> _Aim of the task_
An unchanged copy of all the lines below is expected, and it should contain no pictures.

::::

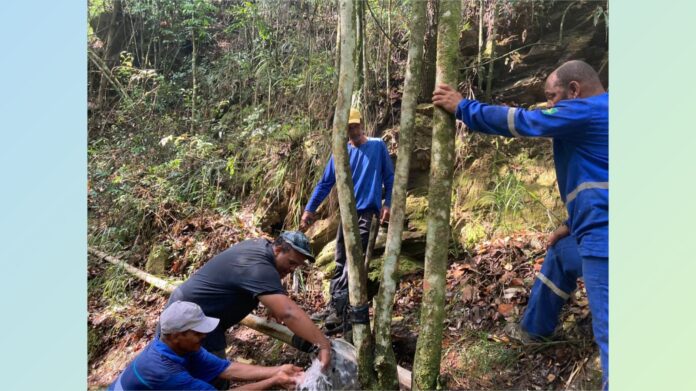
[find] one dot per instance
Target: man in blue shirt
(176, 361)
(577, 119)
(373, 178)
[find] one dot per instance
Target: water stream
(343, 374)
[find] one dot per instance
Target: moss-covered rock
(322, 232)
(326, 255)
(158, 260)
(407, 266)
(417, 213)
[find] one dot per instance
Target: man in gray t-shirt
(232, 283)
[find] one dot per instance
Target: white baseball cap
(183, 315)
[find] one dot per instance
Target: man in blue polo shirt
(577, 119)
(373, 178)
(176, 361)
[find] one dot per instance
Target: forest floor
(485, 290)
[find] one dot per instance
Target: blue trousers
(554, 285)
(552, 288)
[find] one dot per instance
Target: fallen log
(254, 322)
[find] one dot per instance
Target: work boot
(321, 315)
(333, 319)
(515, 332)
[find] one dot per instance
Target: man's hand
(560, 233)
(446, 97)
(325, 357)
(285, 381)
(384, 216)
(290, 370)
(307, 220)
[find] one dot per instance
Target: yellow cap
(354, 117)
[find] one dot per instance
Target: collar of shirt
(165, 350)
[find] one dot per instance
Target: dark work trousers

::::

> _Written answer_
[find] one dot per instance
Target: man in blue shirt
(176, 361)
(577, 119)
(373, 178)
[find] one dot per instance
Target: water stream
(343, 374)
[find] one dot per instance
Target: moss-covered rock
(322, 232)
(326, 255)
(158, 260)
(407, 266)
(417, 213)
[find] one dot per instance
Target: man in gray t-shirt
(232, 283)
[find] one dot per instance
Target: white baseball cap
(183, 315)
[find] one dot per instance
Target: man in blue polo shirt
(577, 119)
(373, 178)
(176, 361)
[find] one dot per instance
Target: forest floor
(485, 290)
[find] one dot per instance
Target: blue trousers
(554, 285)
(552, 288)
[find] one dot per instance
Target: fallen log
(254, 322)
[find] one dot per instance
Target: work boot
(321, 315)
(333, 319)
(515, 332)
[find] one dot per instance
Target: man's hand
(560, 233)
(446, 97)
(325, 357)
(285, 381)
(384, 216)
(290, 370)
(307, 220)
[find] one dot per instance
Target: yellow cap
(354, 117)
[find] one dot per instance
Target: collar of shirt
(165, 350)
[find] one dot per instance
Target: dark work trousers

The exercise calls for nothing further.